----- Available records -----
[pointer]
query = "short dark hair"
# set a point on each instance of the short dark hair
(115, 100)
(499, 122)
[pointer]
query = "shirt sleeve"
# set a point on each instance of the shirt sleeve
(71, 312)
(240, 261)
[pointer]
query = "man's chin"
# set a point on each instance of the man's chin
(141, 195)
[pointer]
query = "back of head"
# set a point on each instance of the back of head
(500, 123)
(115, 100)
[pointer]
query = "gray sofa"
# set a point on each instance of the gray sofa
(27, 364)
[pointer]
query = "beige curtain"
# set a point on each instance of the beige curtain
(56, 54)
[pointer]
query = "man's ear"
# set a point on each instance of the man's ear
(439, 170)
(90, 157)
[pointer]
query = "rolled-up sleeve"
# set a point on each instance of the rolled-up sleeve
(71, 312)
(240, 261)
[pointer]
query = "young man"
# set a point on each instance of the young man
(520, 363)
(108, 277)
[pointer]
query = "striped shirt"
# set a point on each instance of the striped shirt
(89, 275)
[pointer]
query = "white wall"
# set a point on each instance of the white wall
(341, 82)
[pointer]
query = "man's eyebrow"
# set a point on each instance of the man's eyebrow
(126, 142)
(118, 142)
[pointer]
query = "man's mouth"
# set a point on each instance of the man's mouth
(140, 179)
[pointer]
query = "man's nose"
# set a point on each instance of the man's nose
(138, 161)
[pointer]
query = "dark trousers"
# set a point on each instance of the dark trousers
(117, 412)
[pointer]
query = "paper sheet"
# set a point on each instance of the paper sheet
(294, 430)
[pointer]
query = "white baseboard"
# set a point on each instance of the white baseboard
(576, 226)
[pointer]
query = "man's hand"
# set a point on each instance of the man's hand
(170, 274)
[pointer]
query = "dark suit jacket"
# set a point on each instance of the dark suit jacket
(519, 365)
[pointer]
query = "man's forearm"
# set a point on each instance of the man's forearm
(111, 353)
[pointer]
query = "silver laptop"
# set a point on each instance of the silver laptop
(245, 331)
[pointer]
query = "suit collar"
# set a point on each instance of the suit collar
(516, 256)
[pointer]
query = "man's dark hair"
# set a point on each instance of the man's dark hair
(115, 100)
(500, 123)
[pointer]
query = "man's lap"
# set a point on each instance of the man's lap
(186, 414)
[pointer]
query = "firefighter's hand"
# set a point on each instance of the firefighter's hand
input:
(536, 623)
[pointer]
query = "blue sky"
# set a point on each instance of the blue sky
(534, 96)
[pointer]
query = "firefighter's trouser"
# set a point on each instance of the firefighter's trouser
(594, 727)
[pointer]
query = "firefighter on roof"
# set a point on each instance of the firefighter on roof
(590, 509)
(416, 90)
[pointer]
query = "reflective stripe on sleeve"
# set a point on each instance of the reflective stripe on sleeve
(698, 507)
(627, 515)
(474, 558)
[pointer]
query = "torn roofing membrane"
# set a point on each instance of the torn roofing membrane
-----
The problem: Return each line among the entries that holds the word "torn".

Task solution:
query = "torn roofing membrane"
# set a point on each instance of the torn roofing membrane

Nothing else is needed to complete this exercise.